⟨

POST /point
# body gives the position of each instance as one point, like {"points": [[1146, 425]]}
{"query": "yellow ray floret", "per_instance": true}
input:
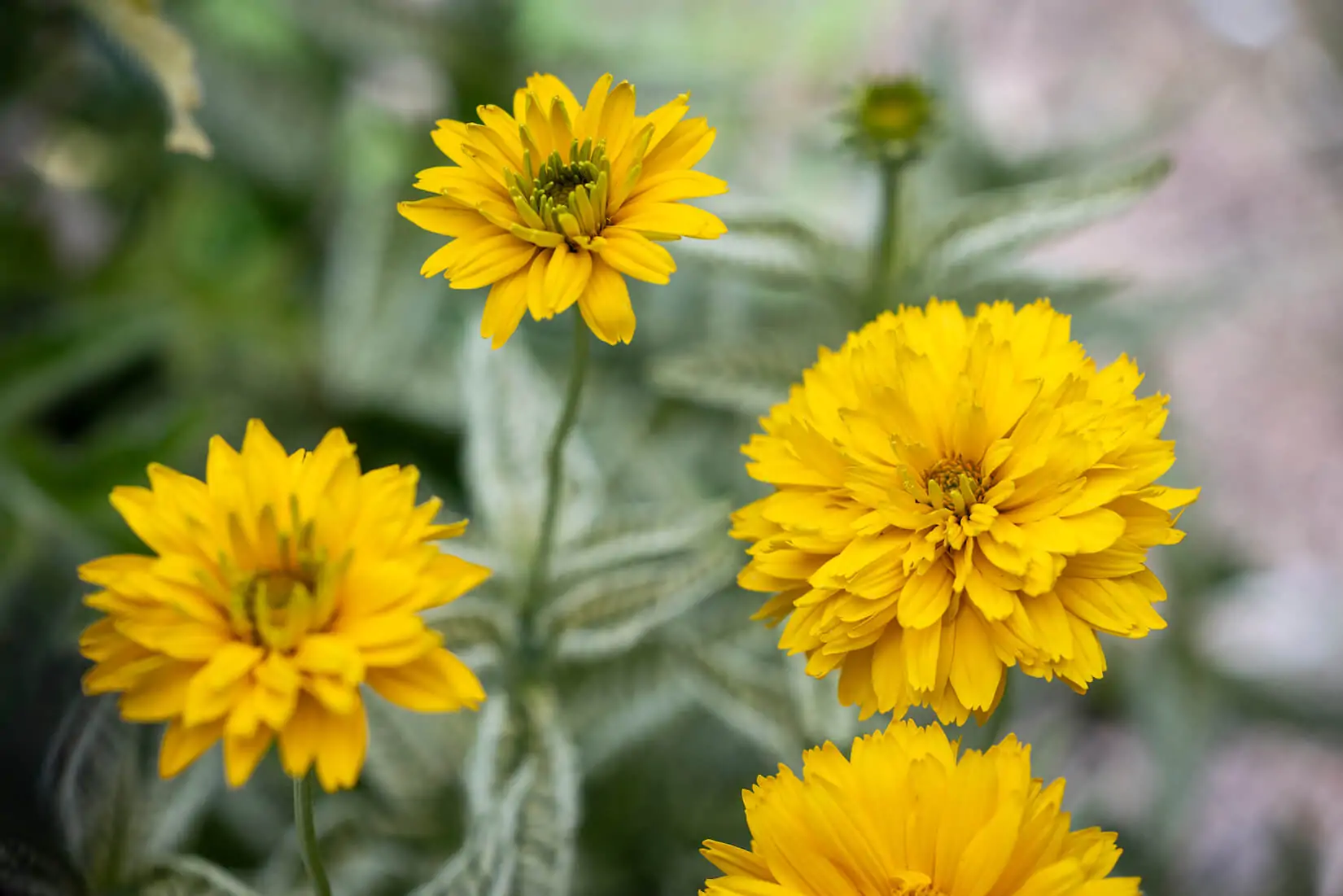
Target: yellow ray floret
{"points": [[956, 496], [558, 202], [277, 588], [905, 815]]}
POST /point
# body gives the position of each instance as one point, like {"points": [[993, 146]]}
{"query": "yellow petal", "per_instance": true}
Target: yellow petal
{"points": [[183, 745], [344, 743], [242, 753], [669, 221], [504, 308], [435, 683], [606, 305], [632, 253]]}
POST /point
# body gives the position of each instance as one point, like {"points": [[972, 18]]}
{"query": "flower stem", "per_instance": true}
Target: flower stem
{"points": [[308, 834], [886, 250], [539, 573]]}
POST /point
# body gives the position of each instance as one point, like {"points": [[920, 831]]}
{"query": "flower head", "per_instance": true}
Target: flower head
{"points": [[955, 496], [892, 117], [560, 200], [907, 817], [278, 586]]}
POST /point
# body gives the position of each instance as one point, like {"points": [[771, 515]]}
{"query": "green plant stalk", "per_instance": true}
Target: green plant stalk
{"points": [[540, 569], [886, 249], [308, 834]]}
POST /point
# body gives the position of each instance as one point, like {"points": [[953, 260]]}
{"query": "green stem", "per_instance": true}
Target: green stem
{"points": [[308, 834], [886, 249], [539, 573]]}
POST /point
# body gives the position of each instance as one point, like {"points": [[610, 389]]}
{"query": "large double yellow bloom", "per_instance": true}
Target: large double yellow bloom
{"points": [[278, 586], [558, 202], [908, 817], [955, 496]]}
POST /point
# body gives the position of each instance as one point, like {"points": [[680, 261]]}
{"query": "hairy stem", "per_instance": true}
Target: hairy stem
{"points": [[886, 250], [308, 834], [539, 571]]}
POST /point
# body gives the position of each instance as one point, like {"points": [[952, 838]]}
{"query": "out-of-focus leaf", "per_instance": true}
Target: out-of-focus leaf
{"points": [[192, 876], [744, 378], [622, 700], [510, 409], [634, 534], [611, 611], [549, 815], [26, 872], [43, 367], [1002, 222], [750, 695], [487, 864], [471, 623], [168, 57]]}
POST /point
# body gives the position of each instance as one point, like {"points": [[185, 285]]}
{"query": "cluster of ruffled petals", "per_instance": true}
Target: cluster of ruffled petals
{"points": [[277, 588], [908, 817], [558, 202], [955, 496]]}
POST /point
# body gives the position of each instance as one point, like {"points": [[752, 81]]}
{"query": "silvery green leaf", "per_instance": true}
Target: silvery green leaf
{"points": [[744, 378], [611, 611], [1008, 221], [510, 409], [748, 695], [487, 864], [618, 703], [413, 757], [549, 815], [473, 621], [491, 755], [636, 534], [192, 876]]}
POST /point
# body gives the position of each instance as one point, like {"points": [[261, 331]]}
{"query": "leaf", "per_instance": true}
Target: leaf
{"points": [[510, 410], [611, 611], [192, 876], [1002, 222], [488, 861], [617, 703], [471, 623], [168, 57], [748, 695], [744, 378], [641, 532], [549, 815], [26, 872], [413, 757]]}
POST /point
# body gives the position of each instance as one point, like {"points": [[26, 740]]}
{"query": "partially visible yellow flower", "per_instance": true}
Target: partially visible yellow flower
{"points": [[278, 586], [558, 202], [954, 497], [907, 817]]}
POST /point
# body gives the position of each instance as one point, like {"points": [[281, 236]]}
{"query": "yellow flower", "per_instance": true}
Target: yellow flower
{"points": [[553, 203], [954, 497], [907, 817], [280, 586]]}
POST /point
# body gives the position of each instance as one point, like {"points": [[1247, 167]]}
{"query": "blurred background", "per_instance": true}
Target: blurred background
{"points": [[198, 226]]}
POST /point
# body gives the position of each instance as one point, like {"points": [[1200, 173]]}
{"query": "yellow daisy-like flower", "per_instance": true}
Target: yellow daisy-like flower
{"points": [[907, 817], [955, 496], [280, 586], [555, 203]]}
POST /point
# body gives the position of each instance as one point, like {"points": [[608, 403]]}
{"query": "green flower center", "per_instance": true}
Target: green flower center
{"points": [[281, 605], [566, 196], [955, 483]]}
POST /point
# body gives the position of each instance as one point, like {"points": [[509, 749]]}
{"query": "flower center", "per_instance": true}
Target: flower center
{"points": [[281, 606], [955, 483], [568, 196]]}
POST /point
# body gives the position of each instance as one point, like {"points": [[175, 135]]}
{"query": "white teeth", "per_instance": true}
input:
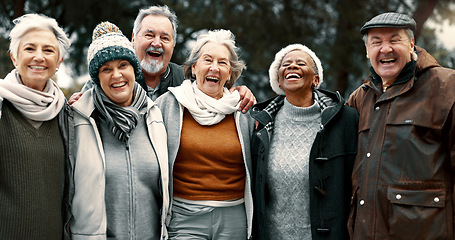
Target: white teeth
{"points": [[292, 75], [37, 67]]}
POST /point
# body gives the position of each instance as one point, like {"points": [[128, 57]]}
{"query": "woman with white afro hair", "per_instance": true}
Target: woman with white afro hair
{"points": [[303, 148]]}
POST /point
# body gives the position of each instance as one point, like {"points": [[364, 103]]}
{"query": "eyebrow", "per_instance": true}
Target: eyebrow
{"points": [[151, 31], [47, 45]]}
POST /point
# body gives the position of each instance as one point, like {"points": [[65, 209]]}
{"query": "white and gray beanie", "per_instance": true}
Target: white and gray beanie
{"points": [[273, 70], [108, 43]]}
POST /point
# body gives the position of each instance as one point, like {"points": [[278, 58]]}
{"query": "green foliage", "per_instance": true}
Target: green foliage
{"points": [[262, 27]]}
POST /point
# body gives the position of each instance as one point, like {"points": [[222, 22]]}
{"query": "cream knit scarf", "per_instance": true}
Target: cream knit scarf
{"points": [[33, 104], [205, 109]]}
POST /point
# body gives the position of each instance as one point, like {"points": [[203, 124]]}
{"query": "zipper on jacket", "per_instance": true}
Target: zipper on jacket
{"points": [[129, 166]]}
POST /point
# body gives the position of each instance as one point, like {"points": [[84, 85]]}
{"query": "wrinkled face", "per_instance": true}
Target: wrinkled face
{"points": [[212, 69], [154, 44], [117, 81], [37, 58], [389, 49], [296, 73]]}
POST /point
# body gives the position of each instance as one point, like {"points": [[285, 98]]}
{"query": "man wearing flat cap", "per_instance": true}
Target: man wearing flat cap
{"points": [[403, 176]]}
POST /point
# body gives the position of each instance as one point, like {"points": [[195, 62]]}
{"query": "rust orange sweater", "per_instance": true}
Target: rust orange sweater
{"points": [[209, 163]]}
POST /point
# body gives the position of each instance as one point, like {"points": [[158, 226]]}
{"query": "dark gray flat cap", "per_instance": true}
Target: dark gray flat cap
{"points": [[390, 19]]}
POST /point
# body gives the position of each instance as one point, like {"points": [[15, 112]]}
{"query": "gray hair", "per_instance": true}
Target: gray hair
{"points": [[221, 36], [33, 21], [408, 31], [156, 11]]}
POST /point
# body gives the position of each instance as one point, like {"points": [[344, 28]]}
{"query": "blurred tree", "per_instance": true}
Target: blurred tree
{"points": [[262, 27]]}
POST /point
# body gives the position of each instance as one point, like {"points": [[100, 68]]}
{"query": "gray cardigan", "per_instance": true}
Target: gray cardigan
{"points": [[172, 112]]}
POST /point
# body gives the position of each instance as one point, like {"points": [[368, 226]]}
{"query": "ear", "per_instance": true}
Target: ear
{"points": [[15, 63], [412, 45]]}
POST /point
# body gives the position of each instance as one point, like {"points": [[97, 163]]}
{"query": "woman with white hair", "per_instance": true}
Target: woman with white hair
{"points": [[209, 145], [34, 132], [303, 150]]}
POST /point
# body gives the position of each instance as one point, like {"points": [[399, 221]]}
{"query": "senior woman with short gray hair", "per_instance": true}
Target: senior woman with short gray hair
{"points": [[34, 132], [209, 145]]}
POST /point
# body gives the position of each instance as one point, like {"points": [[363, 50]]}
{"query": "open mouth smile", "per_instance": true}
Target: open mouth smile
{"points": [[292, 76], [119, 85]]}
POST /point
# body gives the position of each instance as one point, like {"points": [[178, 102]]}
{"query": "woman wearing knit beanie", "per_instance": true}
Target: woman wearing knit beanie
{"points": [[209, 145], [34, 132], [303, 149], [121, 173]]}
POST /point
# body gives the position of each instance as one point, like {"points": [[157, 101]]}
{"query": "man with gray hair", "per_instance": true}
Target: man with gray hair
{"points": [[403, 176], [154, 38]]}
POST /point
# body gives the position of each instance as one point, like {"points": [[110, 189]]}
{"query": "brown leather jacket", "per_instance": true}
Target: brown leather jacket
{"points": [[403, 177]]}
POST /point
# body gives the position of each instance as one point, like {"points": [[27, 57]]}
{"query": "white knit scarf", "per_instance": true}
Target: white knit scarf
{"points": [[205, 109], [33, 104]]}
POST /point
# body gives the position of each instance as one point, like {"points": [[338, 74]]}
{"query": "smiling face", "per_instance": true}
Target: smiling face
{"points": [[212, 69], [296, 74], [154, 44], [389, 49], [37, 58], [117, 81]]}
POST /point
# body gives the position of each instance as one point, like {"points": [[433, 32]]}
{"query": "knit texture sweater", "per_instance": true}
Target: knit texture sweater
{"points": [[209, 163], [31, 177], [288, 215]]}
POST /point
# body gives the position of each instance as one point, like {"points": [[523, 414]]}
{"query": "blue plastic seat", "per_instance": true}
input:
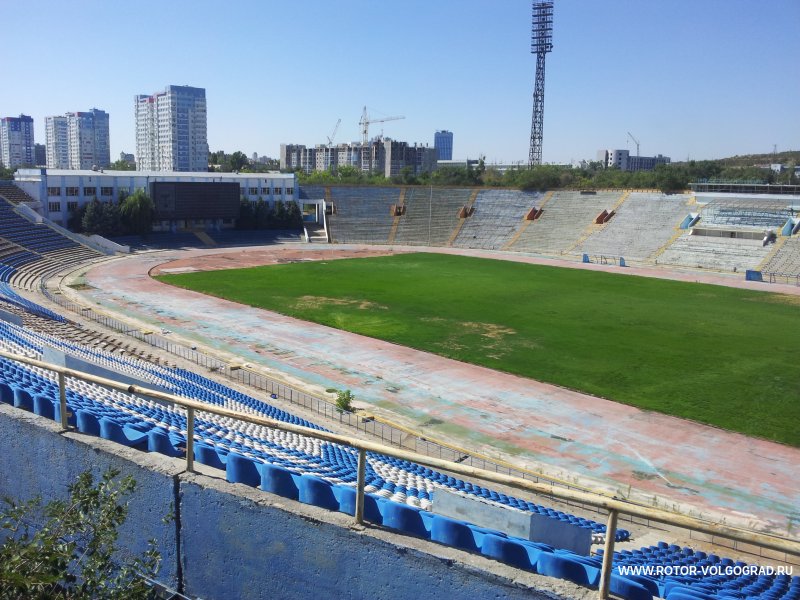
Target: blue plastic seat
{"points": [[240, 469], [453, 532], [402, 517], [277, 480], [316, 491], [567, 567], [508, 551]]}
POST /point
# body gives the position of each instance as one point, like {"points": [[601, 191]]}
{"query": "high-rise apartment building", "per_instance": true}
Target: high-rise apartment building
{"points": [[443, 143], [16, 141], [39, 155], [622, 160], [171, 130], [56, 130], [78, 140], [89, 139]]}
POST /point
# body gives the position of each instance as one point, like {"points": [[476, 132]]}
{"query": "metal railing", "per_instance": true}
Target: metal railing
{"points": [[613, 507], [787, 278], [383, 430]]}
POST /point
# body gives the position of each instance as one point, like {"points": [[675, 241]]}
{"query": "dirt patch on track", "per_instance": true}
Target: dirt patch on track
{"points": [[240, 259]]}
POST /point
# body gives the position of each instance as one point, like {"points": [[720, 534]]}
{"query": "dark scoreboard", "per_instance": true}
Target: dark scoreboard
{"points": [[196, 200]]}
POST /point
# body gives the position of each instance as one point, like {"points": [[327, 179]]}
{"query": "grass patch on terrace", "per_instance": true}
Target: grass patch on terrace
{"points": [[723, 356]]}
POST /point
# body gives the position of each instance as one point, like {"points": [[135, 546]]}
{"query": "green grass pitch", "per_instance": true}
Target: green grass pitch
{"points": [[723, 356]]}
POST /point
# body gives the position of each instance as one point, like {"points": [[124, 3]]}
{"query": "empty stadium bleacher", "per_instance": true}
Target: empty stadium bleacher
{"points": [[786, 261], [362, 214], [30, 251], [323, 473], [642, 224], [566, 215], [713, 252], [497, 217], [431, 215]]}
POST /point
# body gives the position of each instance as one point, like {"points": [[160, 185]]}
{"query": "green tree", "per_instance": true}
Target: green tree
{"points": [[136, 213], [122, 165], [68, 548], [238, 160], [344, 400]]}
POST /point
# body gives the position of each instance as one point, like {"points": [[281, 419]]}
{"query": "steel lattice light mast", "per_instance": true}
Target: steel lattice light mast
{"points": [[541, 44]]}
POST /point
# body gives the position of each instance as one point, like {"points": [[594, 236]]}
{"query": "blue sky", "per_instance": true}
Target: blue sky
{"points": [[689, 78]]}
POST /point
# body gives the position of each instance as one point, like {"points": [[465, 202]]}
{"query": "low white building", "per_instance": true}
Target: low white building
{"points": [[183, 200]]}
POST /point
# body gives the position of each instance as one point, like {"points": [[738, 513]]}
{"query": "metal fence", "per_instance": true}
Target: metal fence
{"points": [[787, 278], [612, 507]]}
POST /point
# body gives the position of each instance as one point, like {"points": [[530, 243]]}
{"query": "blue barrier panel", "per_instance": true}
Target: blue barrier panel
{"points": [[22, 399], [569, 568], [6, 393], [751, 275], [631, 590], [279, 481], [208, 455], [159, 441], [453, 533], [71, 419], [111, 430], [402, 517], [87, 422], [43, 406], [316, 491], [508, 551]]}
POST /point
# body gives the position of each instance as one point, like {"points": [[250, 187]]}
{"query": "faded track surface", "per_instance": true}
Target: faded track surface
{"points": [[567, 434]]}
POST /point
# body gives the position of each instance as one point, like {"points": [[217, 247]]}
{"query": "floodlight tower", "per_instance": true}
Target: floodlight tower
{"points": [[541, 44]]}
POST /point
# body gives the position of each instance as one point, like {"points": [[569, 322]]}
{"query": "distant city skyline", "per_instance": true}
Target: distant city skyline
{"points": [[695, 79]]}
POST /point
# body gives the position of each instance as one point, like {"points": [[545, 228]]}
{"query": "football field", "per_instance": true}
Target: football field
{"points": [[723, 356]]}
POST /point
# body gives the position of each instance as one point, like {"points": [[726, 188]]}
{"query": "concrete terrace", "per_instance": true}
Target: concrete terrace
{"points": [[566, 434]]}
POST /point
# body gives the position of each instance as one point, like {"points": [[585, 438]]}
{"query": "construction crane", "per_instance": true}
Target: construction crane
{"points": [[365, 122], [333, 135], [635, 141]]}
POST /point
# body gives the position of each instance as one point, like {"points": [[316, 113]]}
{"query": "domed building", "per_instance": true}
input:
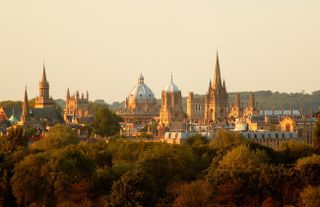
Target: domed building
{"points": [[141, 104]]}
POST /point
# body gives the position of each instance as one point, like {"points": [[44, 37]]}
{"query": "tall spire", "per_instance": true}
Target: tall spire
{"points": [[44, 75], [25, 107], [68, 94], [217, 78], [141, 79]]}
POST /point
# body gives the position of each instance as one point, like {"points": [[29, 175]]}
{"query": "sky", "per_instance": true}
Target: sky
{"points": [[103, 45]]}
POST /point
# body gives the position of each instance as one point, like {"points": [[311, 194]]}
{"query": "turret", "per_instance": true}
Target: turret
{"points": [[141, 79], [68, 94], [217, 79], [238, 101], [25, 108]]}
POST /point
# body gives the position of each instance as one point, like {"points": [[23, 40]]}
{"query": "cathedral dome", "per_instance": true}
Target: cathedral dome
{"points": [[172, 87], [141, 93]]}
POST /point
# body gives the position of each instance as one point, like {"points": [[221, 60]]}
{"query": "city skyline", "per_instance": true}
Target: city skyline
{"points": [[104, 52]]}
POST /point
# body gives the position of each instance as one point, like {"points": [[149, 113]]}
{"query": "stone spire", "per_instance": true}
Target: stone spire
{"points": [[217, 74], [141, 79], [238, 101], [252, 100], [25, 107], [68, 94], [44, 75]]}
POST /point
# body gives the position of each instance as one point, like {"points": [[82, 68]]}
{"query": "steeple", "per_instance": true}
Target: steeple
{"points": [[25, 107], [141, 79], [238, 101], [217, 74], [44, 75], [68, 94]]}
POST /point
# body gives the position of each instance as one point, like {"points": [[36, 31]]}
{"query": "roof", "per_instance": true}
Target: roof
{"points": [[141, 93]]}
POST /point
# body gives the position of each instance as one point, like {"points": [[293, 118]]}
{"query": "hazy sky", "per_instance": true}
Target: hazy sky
{"points": [[103, 45]]}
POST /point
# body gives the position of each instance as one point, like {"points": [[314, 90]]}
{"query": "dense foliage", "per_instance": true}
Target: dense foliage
{"points": [[227, 171]]}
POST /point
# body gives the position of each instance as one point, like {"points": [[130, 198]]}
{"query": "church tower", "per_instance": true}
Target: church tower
{"points": [[217, 98], [171, 114], [25, 116], [44, 100]]}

⟩

- WORK TO DO
Show each line of the material above that contains the word "mouth".

- EXERCISE RESPONSE
{"query": "open mouth smile", "per_instance": true}
Target: open mouth smile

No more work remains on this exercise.